[Records drawn from a dataset]
-------
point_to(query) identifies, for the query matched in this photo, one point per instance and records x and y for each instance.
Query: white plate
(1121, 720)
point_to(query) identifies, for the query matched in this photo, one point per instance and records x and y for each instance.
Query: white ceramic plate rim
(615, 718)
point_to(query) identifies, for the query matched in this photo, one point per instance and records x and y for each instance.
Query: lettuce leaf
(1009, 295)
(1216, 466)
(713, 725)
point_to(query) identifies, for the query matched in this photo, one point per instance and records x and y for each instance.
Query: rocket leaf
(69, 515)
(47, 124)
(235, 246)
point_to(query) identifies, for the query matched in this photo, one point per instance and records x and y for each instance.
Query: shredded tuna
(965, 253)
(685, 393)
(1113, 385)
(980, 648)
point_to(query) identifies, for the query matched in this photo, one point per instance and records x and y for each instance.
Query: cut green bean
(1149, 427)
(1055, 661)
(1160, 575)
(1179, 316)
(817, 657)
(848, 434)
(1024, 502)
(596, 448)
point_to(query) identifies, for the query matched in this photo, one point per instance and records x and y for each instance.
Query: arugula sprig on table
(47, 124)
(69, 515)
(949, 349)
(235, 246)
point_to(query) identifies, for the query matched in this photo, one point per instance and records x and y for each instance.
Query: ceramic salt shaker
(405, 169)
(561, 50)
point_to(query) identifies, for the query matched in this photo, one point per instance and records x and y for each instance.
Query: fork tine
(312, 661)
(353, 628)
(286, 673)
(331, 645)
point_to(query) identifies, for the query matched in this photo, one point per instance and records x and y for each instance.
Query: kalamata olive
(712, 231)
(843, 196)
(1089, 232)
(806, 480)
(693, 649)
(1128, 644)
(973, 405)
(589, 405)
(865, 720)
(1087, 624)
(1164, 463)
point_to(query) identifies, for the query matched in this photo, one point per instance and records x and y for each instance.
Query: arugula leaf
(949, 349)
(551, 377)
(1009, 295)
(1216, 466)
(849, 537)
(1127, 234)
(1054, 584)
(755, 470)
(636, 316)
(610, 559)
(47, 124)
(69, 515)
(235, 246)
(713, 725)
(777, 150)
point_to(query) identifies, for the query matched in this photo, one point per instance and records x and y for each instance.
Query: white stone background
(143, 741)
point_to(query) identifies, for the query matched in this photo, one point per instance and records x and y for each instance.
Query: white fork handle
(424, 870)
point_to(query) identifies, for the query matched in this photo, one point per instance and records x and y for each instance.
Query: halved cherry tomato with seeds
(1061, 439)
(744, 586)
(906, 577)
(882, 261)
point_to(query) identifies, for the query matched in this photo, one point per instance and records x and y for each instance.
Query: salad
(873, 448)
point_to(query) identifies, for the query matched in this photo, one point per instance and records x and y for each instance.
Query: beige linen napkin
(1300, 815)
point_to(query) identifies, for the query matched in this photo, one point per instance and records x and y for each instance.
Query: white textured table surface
-------
[PROBLEM TO SOLVE]: Your answer should be the records themselves, returned word for word.

[TASK RESULT]:
point_to(query) identifies, for the query matched in this photo, one point per instance and records x and y for each instance.
Query: white plate
(1121, 720)
point_to(query) identifies, for the query matched in this photo, one point per instance and records x and y for each instance.
Query: white ceramic plate rim
(615, 718)
point_to(query) identifies, for the query matched in this photo, one point per instance and records x and y for each instance.
Query: lettuce leaf
(1009, 295)
(1216, 466)
(713, 725)
point_to(query) identifies, for the query matched in this photo, one point per instance and records x and y for each instance.
Query: rocket leaf
(69, 515)
(47, 124)
(235, 246)
point_to(query) identifies, for the query matched in this photo, one point per instance and records x and y for each instance.
Query: shredded tuna
(965, 253)
(685, 393)
(1113, 385)
(980, 648)
point_to(query) identifies, for the query matched in this photo, one point per instance and records x and y for each instance.
Query: cut green bean
(1149, 427)
(1055, 661)
(1160, 575)
(1179, 316)
(817, 657)
(848, 434)
(1024, 502)
(596, 448)
point_to(query) identifies, for the query matched in this photo, one point per instance and records x and y for each instance.
Query: arugula sprig on table
(47, 124)
(69, 515)
(949, 349)
(235, 246)
point_to(query) identifies, for the query matched in this photo, one point per instance and records x and y for each instance.
Query: ceramic salt shaker
(405, 169)
(561, 50)
point_to(query) identifies, for the query matched in this photo, one point per instance and records x and y for each instance.
Query: fork tine
(312, 661)
(353, 628)
(286, 673)
(331, 645)
point_to(query) identifies, for the query matched in this photo, one point per instance and records x and y for each instance.
Query: kalamata olive
(712, 231)
(843, 196)
(1089, 232)
(806, 480)
(693, 649)
(1128, 644)
(973, 405)
(589, 405)
(865, 720)
(1087, 624)
(1164, 463)
point_to(query) identifies, for the query matched in this photo, one point per instance and records x and y for each instance.
Query: arugula leaf
(949, 349)
(551, 377)
(1009, 295)
(1216, 466)
(849, 537)
(1127, 234)
(1054, 584)
(755, 470)
(636, 316)
(610, 559)
(47, 124)
(69, 515)
(235, 246)
(713, 725)
(777, 150)
point_to(query) identifies, for the query matched in this photo, one point per instance and records x and y for each instance.
Query: white stone background
(143, 741)
point_to(query) identifies, for the query matched in this photo, one point per instance and records x and y for each instance.
Query: white fork handle
(424, 870)
point_to(query) identifies, for the query matched in this photo, one point per instance and records x and y for each instance.
Query: halved cherry tomato with seeds
(1061, 439)
(744, 586)
(906, 577)
(882, 261)
point_to(query) identifies, for the query matched in this photo, one point per instance and records x and y for each instance.
Query: salad
(873, 448)
point_to(query) identifies, for the query matched in this photo, one point per instance and records x and y for each instance.
Query: beige linen napkin
(1300, 815)
point_to(query) identifies, for the query matched in this photo, one point per instance and records x and y for each instance.
Query: white textured table surface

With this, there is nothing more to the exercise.